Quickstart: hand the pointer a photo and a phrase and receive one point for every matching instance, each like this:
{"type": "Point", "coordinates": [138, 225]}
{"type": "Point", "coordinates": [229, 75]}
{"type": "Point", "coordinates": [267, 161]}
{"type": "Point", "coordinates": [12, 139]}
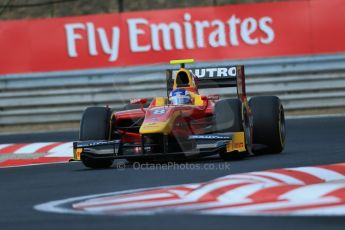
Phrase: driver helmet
{"type": "Point", "coordinates": [180, 97]}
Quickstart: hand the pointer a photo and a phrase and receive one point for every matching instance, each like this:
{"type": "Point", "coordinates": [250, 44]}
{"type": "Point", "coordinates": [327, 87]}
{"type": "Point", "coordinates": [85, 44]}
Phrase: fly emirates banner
{"type": "Point", "coordinates": [229, 32]}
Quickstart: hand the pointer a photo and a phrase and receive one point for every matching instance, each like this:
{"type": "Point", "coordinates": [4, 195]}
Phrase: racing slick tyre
{"type": "Point", "coordinates": [95, 125]}
{"type": "Point", "coordinates": [268, 124]}
{"type": "Point", "coordinates": [228, 118]}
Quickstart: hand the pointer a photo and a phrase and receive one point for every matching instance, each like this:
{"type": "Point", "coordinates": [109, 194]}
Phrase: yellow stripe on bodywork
{"type": "Point", "coordinates": [160, 101]}
{"type": "Point", "coordinates": [238, 143]}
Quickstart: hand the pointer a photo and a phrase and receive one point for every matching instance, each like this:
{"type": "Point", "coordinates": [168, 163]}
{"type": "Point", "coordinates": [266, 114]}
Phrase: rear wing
....................
Recast the part of the data that opens with its first line and closes with the line containing "Phrase: driver helmet", both ends included, as a Markdown table with the columns Row and Text, one numbered row per line. Skip blank lines and leave the pictures out.

| Row | Text |
|---|---|
| 1 | Quickstart: hand the pointer a photo and a phrase and receive one point for every matching instance, each like this: |
| 2 | {"type": "Point", "coordinates": [138, 225]} |
| 3 | {"type": "Point", "coordinates": [229, 75]} |
| 4 | {"type": "Point", "coordinates": [267, 161]} |
| 5 | {"type": "Point", "coordinates": [12, 139]} |
| 6 | Phrase: driver helmet |